Introduction
The paper written by Pethick Lawrence hundred and seven years ago in 1915 introduce
the first theoretical analysis of war economics modelling. Lawrence’s paper offers a
simplified explanation of the economic high price of war from a qualitative point of view.
Additionally, the same paper enumerates twelve negative economic effects of war,
including large losses in the international trade, high debts, currency depreciation,
taxation, high military expenditures, and huge inflation that can generate a slowdown in
the economic growth in the short run. In fact, the paper marks a first, valiant attempt to
apply economics to analyse the relationship between war and economic performance
(Ruiz Estrada, Park, and Kim, 2015).
Different models to evaluate the damage of war applies the cost-benefit analysis
constantly, comparative historical data, correlations, and forecasting. In this connection,
(Blattman and Miguel, 2010) explain the differential effects of war on the economic
growth. Other notable research papers pertaining to war economics include Pasvolsky,
Leo. (1942), Boden (2008), Rasler and Thompson (1985), Markusen (1992), Barro and
Lee (1994), Collier (1999), and Murdoch and Sandler (2002). A large part of these papers
is using classical models or neoclassical models. Both variants of models are based on
the analysis of basic economic variables such as government spending, production costs,
consumption, inflation, and unemployment. According to Bergsten (1990), the
unconditional relation between war and economic growth contains limited information.

What the task requires :: In the introduction on war economics, why is Lawrence's 1915 paper described as marking a first attempt to apply economics to the relationship between war and economic performance?

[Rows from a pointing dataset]
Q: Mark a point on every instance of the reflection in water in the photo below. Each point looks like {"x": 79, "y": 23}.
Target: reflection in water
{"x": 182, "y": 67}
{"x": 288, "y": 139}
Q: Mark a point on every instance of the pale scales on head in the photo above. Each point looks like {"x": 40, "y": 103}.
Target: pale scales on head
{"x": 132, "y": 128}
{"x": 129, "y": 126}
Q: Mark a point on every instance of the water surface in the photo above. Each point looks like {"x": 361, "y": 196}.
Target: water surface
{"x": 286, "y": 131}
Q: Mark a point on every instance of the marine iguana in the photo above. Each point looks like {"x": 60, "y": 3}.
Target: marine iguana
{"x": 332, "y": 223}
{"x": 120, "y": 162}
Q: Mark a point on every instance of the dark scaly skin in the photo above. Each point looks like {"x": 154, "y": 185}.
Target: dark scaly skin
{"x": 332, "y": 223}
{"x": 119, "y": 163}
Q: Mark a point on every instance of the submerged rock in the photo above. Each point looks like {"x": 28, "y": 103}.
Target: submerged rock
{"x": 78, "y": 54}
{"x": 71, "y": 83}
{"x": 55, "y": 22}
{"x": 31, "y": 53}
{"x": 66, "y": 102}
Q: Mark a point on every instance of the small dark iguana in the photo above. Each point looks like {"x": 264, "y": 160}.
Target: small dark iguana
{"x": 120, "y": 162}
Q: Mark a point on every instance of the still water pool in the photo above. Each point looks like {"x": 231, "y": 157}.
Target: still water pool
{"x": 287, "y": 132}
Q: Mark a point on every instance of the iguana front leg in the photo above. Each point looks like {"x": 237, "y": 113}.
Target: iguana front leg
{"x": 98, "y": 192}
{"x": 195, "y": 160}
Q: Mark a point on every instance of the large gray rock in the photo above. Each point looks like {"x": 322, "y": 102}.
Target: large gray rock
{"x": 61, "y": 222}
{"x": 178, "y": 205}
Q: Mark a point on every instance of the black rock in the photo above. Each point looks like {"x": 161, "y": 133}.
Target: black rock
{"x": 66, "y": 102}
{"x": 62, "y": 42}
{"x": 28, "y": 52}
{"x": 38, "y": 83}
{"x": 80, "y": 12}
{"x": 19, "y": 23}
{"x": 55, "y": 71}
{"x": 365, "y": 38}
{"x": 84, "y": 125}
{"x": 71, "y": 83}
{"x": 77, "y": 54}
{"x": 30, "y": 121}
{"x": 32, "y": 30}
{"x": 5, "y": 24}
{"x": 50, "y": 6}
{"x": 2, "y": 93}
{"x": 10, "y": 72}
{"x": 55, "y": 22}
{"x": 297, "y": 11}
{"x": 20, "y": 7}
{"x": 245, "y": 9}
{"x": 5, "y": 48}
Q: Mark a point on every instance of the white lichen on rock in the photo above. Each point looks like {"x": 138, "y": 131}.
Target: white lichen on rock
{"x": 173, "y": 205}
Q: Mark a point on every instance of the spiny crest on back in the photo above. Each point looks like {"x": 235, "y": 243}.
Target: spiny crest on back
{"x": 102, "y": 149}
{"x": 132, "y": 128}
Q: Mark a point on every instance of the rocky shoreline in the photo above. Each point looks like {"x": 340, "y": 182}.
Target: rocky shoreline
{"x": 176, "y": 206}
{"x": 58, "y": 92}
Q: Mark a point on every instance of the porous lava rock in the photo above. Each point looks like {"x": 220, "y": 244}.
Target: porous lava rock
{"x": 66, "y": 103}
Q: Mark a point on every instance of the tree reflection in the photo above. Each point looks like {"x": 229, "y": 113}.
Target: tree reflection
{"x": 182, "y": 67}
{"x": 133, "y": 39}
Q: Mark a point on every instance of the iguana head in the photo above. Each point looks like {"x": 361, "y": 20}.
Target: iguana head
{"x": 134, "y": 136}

==

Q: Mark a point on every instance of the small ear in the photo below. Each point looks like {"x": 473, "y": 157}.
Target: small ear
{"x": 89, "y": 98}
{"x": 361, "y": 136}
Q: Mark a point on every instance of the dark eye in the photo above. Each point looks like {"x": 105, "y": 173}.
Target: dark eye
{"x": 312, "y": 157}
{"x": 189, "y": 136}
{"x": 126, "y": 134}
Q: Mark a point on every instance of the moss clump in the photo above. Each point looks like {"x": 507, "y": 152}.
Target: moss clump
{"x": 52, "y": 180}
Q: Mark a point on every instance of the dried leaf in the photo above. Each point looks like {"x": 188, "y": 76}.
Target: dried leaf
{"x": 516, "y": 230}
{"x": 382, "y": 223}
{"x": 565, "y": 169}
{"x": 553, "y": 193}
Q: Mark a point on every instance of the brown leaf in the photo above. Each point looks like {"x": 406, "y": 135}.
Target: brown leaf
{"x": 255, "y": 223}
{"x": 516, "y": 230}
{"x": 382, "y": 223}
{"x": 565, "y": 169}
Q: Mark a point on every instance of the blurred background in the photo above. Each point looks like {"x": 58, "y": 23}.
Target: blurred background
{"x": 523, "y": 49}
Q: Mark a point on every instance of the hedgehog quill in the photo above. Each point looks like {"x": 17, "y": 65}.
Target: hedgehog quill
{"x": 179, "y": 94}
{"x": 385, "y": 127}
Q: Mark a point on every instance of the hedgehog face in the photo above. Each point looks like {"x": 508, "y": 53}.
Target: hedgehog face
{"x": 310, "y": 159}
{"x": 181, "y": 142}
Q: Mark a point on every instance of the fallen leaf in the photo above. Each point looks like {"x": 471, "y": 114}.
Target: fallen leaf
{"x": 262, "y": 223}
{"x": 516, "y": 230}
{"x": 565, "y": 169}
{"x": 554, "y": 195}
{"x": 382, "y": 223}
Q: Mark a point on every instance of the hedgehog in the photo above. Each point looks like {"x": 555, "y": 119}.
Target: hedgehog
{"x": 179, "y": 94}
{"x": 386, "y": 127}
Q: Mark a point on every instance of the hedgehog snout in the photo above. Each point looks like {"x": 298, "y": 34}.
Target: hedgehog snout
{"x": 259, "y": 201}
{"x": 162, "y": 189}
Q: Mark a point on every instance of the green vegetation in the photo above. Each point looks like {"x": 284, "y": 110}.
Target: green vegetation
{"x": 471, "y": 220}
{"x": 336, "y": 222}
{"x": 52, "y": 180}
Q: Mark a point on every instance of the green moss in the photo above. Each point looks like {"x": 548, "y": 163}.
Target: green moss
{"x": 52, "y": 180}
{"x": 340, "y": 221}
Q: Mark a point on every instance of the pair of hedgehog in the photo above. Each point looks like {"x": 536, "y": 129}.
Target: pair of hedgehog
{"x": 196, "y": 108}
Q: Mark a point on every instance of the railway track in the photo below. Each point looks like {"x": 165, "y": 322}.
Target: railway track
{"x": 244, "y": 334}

Worked solution :: The paper introduced the first theoretical analysis of war economics modelling. It explained the high economic price of war from a qualitative point of view and listed twelve negative economic effects of war.